* begin Given passage *

My marriage has been plagued with problems from the day we said I do, and who knows, maybe even before then. I’ve talked a little about it and while I don’t particularly enjoy airing my dirty laundry, I am hurting emotionally, so I think it’s time to write about it.
Ever since our wedding day we have had problems. He was a “wanderer” so to speak. Every 6 months or so he would get a wandering eye. He swears up and down that he did not cheat, but he had many emotional affairs of the heart, said some unthinkable and very painful things about me to those he was talking to and had a serious porn addiction. He would also meet with girls for lunch or dinner without telling me. I could continue, and probably go on blogging for days about it, but I will stop with that.
For the better part of 7 years I always had to stay on my toes waiting for the next blow. The question was never, “will it happen?” It was always,”when will it happen?”
I could chart it pretty much to the month. I spent hours on the phone with my mother, my best friend and my brother in tears trying to understand what was so wrong with me that I could not keep my husband’s attention. He was famous for his screw-ups during my pregnancies as well. That made it hurt even more.

* end Given passage *
* begin Listed entries *

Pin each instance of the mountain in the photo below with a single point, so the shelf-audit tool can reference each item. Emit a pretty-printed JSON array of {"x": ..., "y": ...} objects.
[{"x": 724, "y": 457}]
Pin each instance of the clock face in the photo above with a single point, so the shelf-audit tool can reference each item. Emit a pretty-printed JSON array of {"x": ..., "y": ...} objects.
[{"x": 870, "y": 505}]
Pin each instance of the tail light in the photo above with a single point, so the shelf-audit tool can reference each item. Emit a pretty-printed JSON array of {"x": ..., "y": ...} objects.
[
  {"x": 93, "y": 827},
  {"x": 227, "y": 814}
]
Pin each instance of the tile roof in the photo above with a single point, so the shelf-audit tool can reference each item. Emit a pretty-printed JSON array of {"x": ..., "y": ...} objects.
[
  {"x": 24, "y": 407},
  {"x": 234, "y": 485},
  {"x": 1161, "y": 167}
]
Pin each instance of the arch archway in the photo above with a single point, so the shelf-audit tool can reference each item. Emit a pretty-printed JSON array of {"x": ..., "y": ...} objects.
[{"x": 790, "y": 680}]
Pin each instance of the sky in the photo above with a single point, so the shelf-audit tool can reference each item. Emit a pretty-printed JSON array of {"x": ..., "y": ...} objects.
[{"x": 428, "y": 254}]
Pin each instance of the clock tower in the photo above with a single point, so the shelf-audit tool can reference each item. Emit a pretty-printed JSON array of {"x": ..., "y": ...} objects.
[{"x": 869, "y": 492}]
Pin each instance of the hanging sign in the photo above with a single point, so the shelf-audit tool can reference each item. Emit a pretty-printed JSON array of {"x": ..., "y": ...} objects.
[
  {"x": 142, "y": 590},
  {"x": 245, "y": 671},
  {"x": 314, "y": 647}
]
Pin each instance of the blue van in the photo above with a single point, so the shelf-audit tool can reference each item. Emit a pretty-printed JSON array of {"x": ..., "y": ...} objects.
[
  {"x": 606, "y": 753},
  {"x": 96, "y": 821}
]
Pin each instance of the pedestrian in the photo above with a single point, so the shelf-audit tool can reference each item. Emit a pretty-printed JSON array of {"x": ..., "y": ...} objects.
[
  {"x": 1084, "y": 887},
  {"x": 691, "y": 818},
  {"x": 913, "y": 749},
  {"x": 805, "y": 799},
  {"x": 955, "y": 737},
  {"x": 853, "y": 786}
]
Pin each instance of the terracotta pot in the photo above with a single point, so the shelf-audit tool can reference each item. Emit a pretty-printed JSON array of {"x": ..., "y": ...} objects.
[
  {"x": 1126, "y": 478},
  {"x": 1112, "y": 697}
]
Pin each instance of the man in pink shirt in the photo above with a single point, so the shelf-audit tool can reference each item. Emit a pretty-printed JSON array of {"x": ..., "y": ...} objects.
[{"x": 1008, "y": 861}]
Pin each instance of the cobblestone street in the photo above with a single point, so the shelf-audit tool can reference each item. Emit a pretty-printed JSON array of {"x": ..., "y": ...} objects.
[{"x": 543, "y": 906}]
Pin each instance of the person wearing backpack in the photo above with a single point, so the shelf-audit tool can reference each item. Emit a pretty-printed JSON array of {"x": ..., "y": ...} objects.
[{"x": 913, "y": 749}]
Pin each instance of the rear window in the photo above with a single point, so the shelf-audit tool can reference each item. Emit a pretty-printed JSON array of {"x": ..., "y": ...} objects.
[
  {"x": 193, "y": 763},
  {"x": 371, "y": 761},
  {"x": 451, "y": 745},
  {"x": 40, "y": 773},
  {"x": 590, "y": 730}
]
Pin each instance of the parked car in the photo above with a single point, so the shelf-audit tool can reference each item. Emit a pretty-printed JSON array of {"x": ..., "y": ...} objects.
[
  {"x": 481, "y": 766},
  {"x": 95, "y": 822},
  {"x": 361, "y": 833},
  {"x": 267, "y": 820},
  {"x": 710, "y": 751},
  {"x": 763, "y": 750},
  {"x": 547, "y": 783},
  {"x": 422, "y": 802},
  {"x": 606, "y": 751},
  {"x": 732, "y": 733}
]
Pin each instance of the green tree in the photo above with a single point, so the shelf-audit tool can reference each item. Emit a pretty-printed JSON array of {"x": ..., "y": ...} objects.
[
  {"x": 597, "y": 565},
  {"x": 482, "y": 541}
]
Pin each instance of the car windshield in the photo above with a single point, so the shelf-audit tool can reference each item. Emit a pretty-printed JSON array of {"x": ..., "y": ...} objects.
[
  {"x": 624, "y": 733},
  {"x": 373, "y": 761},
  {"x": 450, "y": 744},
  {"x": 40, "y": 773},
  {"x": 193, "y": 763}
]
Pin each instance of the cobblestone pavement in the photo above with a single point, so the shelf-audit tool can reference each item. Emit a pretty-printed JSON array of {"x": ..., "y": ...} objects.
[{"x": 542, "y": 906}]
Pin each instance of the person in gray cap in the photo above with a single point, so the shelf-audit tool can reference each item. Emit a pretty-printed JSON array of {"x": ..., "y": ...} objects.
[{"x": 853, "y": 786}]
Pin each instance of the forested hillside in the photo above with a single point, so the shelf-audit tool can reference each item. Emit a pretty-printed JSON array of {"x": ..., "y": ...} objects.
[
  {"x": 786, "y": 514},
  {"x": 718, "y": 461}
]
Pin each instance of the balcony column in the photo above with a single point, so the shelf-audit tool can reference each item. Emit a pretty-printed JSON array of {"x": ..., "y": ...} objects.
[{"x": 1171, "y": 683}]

* end Listed entries *

Task instructions:
a – In the marriage account, rewrite the part that begins at the words "For the better" and stops after "hurt even more.", changing "hours" to "nights".
b – According to the marriage account, for how long did the writer have to stay on their toes waiting for the next blow?
c – Carry on the marriage account from its last sentence.

Responses by task:
a –
For the better part of 7 years I always had to stay on my toes waiting for the next blow. The question was never, “will it happen?” It was always,”when will it happen?”
I could chart it pretty much to the month. I spent nights on the phone with my mother, my best friend and my brother in tears trying to understand what was so wrong with me that I could not keep my husband’s attention. He was famous for his screw-ups during my pregnancies as well. That made it hurt even more.

b – For the better part of 7 years.

c –
He would tell me to lighten up, quit being possessive, quit being so paranoid, quit being so needy, relax, accept him for who he is. He would tell me that I could not pick his friends and if he wanted female friends, female friends he would have. If he wanted to maintain contact with ex-girlfriends, he would. He constantly filled my head with this “oh it’s okay” or “get over it” or “that’s just me” crap. It was drilled into my little head for so long that it became an active part of my belief system.
His number one defense that still hurts: “I’m just not affectionate. It’s not me. You have to figure out a way to deal with it.” So, I did as he asked and figured out how to deal with it. I started believing him: he won’t change, accept the marriage for what it is. He is not affectionate, he is not passionate, he is just not that guy.
It took him nearly 7 years, but he did it. He changed my entire belief system on marriage. The final straw was when I was 8 months pregnant and he went to dinner with an old “sex buddy” that he was still talking to. He did it behind my back, lied about it, lied about where he was, and as usual, all I heard was “get over it, you are over-reacting.”
When I found out the truth, I changed. That very moment, the core of everything I used to be, was gone. I even became a stranger to myself. I was a cold and distant woman with no heart, no love, no passion. I had no regard for his feelings or anyone else’s. I basically became emotionally detached and absent. I quit my marriage. I quit me.
That marked the beginning of the end. The start of my emotional issues, the start of my marital issues and the start of my parenting struggles. It basically kicked off 2 years of chaos. I lost myself in the whirlwind of pain.
So basically, after spending 7 years allowing my husband to change me, I am having major problems. He wonders why I am emotionally absent, why I am not passionate, why I am not loving, caring, or giving.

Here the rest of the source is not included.